■ Exercice court 1 ■
Reproduisez fidèlement le passage de l'extrait sur le nouveau Code pénal qui va de "a) Le crime" jusqu'à "de la criminalité moderne." inclus.

■ Extrait choisi ■
● ● ● ● ● ● ●

Les textes de 1810, de façon significative privilégiaient la défense de l’Etat et le respect de la propriété individuelle. Sans méconnaître la nécessité de protéger les biens et les échanges économiques, il demeure que le nouveau Code pénal doit prendre pour fin première la défense de la personne humaine et tendre à assurer son plein épanouissement en la protégeant contre toutes les atteintes, qu’elles visent sa vie, son corps, ses libertés, sa sûreté, sa dignité, son environnement. Pour exprimer les valeurs de notre temps, le nouveau Code pénal doit être un code humaniste, un code inspiré par les droits de l’homme.
Pour satisfaire à cette exigence essentielle : défendre la personne humaine, le nouveau code doit donc d’abord opposer de fermes réponses aux formes modernes de la criminalité et de la délinquance qui menacent le plus durement dans notre société la personne humaine (A). Allant au-delà de cette protection nécessaire, le nouveau Code pénal doit assurer la sauvegarde des droits fondamentaux de la personne humaine, c’est-à-dire des droits de l’homme (B).
A. - Défendre la personne humaine contre la criminalité moderne.
a) Le crime organisé
La plus redoutable menace est celle du crime organisé, sous ses formes diverses. A ceux qui choisissent délibérément de s’organiser dans le crime, la société doit répondre par une rigoureuse fermeté pénale.
Le nouveau Code pénal comporte ainsi des dispositions nouvelles et plus rigoureuses que celles existant aujourd’hui contre les formes les plus dangereuses de la criminalité moderne.
1. Le trafic organisé de stupéfiants est aujourd’hui un délit passible de vingt années de prison. Il s’agit là d’une infraction particulièrement grave lorsqu’elle est le fait d’une bande organisée, elle ne peut alors être considérée que comme un crime, sauf à abandonner toute hiérarchie des infractions. Le nouveau code rend donc passible de vingt ans de réclusion, le crime de trafic de stupéfiants en bande organisée qui sera dorénavant de la compétence de la cour d’assises. Quant au fait de créer et de diriger une telle organisation criminelle, c’est-à-dire d’en être l’instigateur ou le cerveau, le crime « mafieux » par excellence, il devient passible de trente années de réclusion.

● ● ● ● ● ● ●

Exemples d'étiquetage de masques
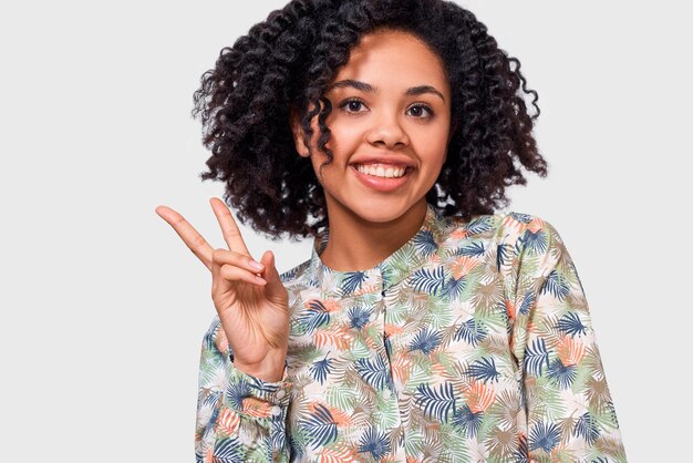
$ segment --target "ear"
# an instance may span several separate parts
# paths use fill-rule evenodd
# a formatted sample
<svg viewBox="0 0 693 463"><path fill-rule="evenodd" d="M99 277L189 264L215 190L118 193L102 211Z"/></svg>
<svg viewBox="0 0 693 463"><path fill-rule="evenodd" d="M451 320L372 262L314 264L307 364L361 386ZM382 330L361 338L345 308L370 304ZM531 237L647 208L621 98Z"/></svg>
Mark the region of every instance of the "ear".
<svg viewBox="0 0 693 463"><path fill-rule="evenodd" d="M310 157L310 151L303 142L303 128L301 127L301 120L296 109L291 109L289 124L291 125L291 133L293 134L293 144L296 145L297 153L299 154L299 156Z"/></svg>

● ● ● ● ● ● ●

■ Exercice court 2 ■
Recopiez à l'identique les lignes des enregistrements, depuis leur début jusqu'à la ligne contenant "Mark the region" incluse, sans reprendre les images dans votre réponse.

■ Réponse attendue 1 ■
a) Le crime organisé
La plus redoutable menace est celle du crime organisé, sous ses formes diverses. A ceux qui choisissent délibérément de s’organiser dans le crime, la société doit répondre par une rigoureuse fermeté pénale.
Le nouveau Code pénal comporte ainsi des dispositions nouvelles et plus rigoureuses que celles existant aujourd’hui contre les formes les plus dangereuses de la criminalité moderne.

■ Réponse attendue 2 ■
$ segment --target "ear"
# an instance may span several separate parts
# paths use fill-rule evenodd
# a formatted sample
<svg viewBox="0 0 693 463"><path fill-rule="evenodd" d="M99 277L189 264L215 190L118 193L102 211Z"/></svg>
<svg viewBox="0 0 693 463"><path fill-rule="evenodd" d="M451 320L372 262L314 264L307 364L361 386ZM382 330L361 338L345 308L370 304ZM531 237L647 208L621 98Z"/></svg>
Mark the region of every instance of the "ear".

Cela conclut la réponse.